Instructions for the task
Without the pictures, reproduce the records that follow exactly.

━━ Records for the task

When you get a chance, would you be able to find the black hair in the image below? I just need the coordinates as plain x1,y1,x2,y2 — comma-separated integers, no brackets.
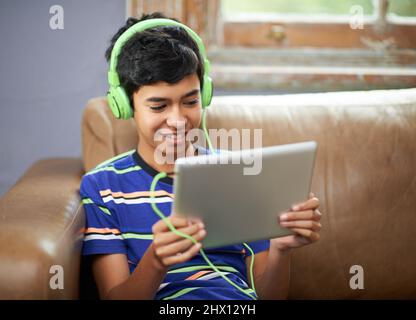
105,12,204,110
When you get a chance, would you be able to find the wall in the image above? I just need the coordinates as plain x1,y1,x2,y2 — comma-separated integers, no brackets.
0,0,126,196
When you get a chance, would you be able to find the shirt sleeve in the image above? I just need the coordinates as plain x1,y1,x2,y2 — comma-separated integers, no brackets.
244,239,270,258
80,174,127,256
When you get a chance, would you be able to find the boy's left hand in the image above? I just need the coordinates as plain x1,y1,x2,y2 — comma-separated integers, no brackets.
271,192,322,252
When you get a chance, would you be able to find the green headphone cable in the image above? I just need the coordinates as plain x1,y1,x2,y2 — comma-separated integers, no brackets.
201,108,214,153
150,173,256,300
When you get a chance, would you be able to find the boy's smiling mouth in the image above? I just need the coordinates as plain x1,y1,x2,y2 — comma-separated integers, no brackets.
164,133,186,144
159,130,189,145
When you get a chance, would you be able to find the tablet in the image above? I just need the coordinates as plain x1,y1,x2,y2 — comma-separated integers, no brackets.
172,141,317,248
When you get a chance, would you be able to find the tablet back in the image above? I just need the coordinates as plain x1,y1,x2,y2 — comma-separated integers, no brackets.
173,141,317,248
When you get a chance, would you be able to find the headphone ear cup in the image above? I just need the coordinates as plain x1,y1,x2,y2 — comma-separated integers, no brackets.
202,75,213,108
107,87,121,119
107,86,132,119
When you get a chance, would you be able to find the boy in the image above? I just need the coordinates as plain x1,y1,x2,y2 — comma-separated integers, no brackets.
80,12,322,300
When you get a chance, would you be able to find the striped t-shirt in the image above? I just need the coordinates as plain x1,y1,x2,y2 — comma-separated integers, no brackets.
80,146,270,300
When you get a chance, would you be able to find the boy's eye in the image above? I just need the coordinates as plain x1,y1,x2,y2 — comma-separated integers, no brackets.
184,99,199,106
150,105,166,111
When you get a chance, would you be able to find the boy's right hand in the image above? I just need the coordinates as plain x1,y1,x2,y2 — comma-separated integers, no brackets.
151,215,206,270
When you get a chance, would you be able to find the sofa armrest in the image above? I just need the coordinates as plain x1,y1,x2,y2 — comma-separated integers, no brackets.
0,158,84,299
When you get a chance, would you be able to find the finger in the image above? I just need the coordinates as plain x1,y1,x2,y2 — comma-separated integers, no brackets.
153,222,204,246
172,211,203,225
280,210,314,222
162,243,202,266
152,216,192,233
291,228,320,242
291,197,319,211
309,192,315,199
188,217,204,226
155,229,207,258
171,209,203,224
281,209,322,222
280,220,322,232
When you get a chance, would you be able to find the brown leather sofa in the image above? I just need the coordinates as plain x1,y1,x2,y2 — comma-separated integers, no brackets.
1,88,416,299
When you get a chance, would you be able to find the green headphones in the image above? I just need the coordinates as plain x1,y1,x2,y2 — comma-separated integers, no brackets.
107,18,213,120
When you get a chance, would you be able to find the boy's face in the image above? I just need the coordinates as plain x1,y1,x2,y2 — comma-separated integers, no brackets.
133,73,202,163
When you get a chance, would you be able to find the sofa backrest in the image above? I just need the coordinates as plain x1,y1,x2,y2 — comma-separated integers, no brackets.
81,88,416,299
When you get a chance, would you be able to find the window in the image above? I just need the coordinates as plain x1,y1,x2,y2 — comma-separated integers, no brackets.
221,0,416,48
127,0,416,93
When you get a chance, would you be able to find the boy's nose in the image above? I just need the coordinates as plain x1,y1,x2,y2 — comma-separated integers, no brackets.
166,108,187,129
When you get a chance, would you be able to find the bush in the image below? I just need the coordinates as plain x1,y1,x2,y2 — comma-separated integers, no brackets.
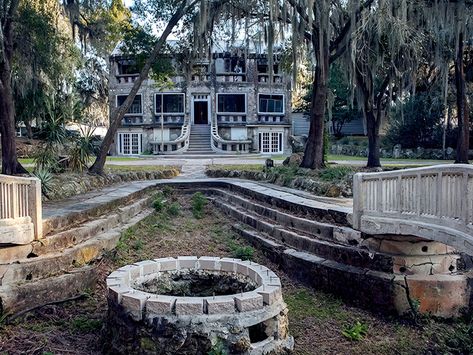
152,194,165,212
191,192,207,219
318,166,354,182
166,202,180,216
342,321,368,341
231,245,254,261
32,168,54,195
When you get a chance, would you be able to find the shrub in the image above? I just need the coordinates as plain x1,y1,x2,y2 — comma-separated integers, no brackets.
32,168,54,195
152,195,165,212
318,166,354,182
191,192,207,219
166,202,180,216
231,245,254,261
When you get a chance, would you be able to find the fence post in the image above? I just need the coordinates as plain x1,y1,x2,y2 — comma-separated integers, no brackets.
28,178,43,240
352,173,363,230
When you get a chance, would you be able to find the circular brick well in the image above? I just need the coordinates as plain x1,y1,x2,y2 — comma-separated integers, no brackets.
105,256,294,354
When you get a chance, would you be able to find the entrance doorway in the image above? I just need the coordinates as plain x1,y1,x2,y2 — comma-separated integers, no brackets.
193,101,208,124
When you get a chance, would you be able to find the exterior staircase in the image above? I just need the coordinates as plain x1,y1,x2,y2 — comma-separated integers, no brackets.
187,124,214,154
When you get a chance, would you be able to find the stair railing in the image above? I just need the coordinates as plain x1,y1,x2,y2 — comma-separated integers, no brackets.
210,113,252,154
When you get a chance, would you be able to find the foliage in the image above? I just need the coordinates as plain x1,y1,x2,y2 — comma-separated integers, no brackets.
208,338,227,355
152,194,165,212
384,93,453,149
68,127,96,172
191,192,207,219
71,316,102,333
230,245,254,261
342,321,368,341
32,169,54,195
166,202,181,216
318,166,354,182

━━━━

Answer for this exercise
When you get a chance, would you be able to find the black hair in the image below? I just need the coordinates as plain x1,y1,x2,y2 — comma-separated integers, no brackets.
105,12,204,110
When you get a chance, would you be able to find the wall in the image above? I just need the coordinates as plain x1,y1,x2,y2 — comma-separated integers, no brackets.
0,0,126,196
When you get a chance, would you be able to find the shirt sleeve in the image above? I just need the coordinates as plain x1,y1,x2,y2 — comma-separated integers, no brackets.
244,239,270,258
80,174,127,256
When you get a chance, would you be able to find the boy's left hand in the image above? I just need the coordinates as plain x1,y1,x2,y2 — comma-separated integers, no brackets.
271,192,322,252
When you get a chance, would you be able to find the green headphone cable in the image above? I just need the coordinates as plain x1,y1,x2,y2 — comma-separated integers, no brackets.
201,108,214,153
150,173,256,300
When you get a chance, would you be able to find the boy's smiling mouth in the image above? I just need the coordinates as plain x1,y1,x2,y2 — comma-separated integers, no brackets.
164,133,186,144
159,130,189,145
When you get a chance, would you be able to find the tablet in the image above? I just need the coordinates as plain x1,y1,x2,y2 — comma-separated integers, no brackets.
172,141,317,248
When you get a chance, would you be able to find the tablet back in the image above? I just need the coordinates as plain x1,y1,x2,y2 — comma-separated integers, no brackets.
173,141,317,248
When you get a chance, would you be able to find the headphone ear cup in the image above? I just need the coordinates as plain x1,y1,x2,y2 — comma-separated integers, no brackets.
202,75,213,108
107,87,121,119
107,86,132,119
When you get a chance, would you be able to find the boy in the image above? I just need the coordinates as plain x1,y1,x2,y2 — comma-separated integers, no brackets.
80,12,322,300
When you get a chance, would you be able to find the striped t-shirt in the image above? I just need the coordinates as plain x1,y1,x2,y2 — comma-separated integers, no brackets.
80,146,270,300
When you get a chance, would you be able to find the boy's eye in the image above? I just need the coordinates as plain x1,y1,x2,y2 — comma-separated integers, no brackets.
184,99,199,106
150,105,166,111
When you get a chance, would you be able to find the boy's right hand in the image above? I just need the coordinates as plain x1,y1,x2,y2 — comma-separated integers, no brackets.
151,215,206,270
When you get a chance, would you be able to find the sofa armrest in the image above? I just need the coordinates as plain x1,y1,x2,y2 — comma-separated integers, no brackets.
0,158,84,299
When you get a chance, would you be able to find the finger in the image above? I just need the coordinates as plain x1,y1,x2,y2 — comma-separated integers, no brackets.
153,222,204,246
172,211,203,225
280,210,314,222
162,243,202,266
152,216,192,233
291,228,320,242
291,197,319,211
309,192,315,199
188,217,204,226
155,229,207,258
171,209,203,224
281,209,322,222
280,220,322,232
When you get a chance, would you be able to find the brown leather sofa in the image above? I just need the coordinates as plain x1,y1,x2,y2 — comma-separated integers, no brackets.
1,88,416,299
When you get a chance, would you be able to find the green headphones in the image above? I just need the coordinates as plain x1,y1,x2,y2 — comma-separated integers, no brackets.
107,18,213,120
When you get a chance, would you be able to find the boy's face in the image above? I just need the coordinates as plain x1,y1,x2,y2 — comma-separated integers, no brackets.
133,73,202,163
When you get a chance, would you be able to find the sofa backrest in the image above? I just need the coordinates as plain x1,y1,x2,y2 — comma-separated integers, no brackets.
81,88,416,299
When you get a chance, would you be able to find the window in the image above? I just need the coordinates as plain x1,y1,x2,y2 — comma-separated integers, no brackets.
221,0,416,48
127,0,416,93
When you get a chance, would you be able to find the boy's nose in the image above? I just need the coordinates as plain x1,y1,x2,y2 — comma-separated integers, no brackets.
166,108,187,129
When you get a chance, would you be able to find the bush in the image below? I just need the coordinates as plain x1,y1,x2,y2 — comma-separated integers, no brackets.
152,194,165,212
191,192,207,219
318,166,354,182
166,202,180,216
342,321,368,341
231,245,254,261
32,168,54,195
When you get a chance, would you be able to find the shrub in the image above? I just need the coordinates as plain x1,y1,x2,y2 — comma-separated integers, no brackets.
32,168,54,195
152,195,165,212
318,166,354,182
191,192,207,219
166,202,180,216
231,245,254,261
When you get a chance, would you be able to find the fence post in the image above? I just need the coordinates as plain x1,y1,x2,y2 — comma-separated integers, no brackets.
28,178,43,240
352,173,363,230
When you get a chance, would you be able to find the circular brick well in the image above? I just need the coordinates as plain x1,y1,x2,y2 — comma-separated integers, no brackets.
105,256,294,354
When you get a chance, would you be able to find the entrance doorway in the image above? I just need the coordinates as plain x1,y1,x2,y2 — comma-separated integers, no brackets.
193,101,208,124
When you get a chance, would you be able to find the exterior staircase in the image above? I just need the coordinates as plain x1,y1,x2,y2 — comma-separated integers, no brackets.
187,124,214,154
When you get a chance, would you be able to find the stair railing in the image above? I just need the coordinates as plain x1,y1,x2,y2 — comma-separated integers, no brackets.
210,113,252,154
When you get a chance, would you be able to find the foliage in the image above? I just need the coordinates as plain x1,y1,x2,y2 — comma-separated integers, no brackets.
208,338,227,355
152,194,165,212
384,93,453,149
68,127,96,172
191,192,207,219
71,316,102,333
230,245,254,261
342,321,368,341
32,169,54,195
166,202,181,216
318,166,354,182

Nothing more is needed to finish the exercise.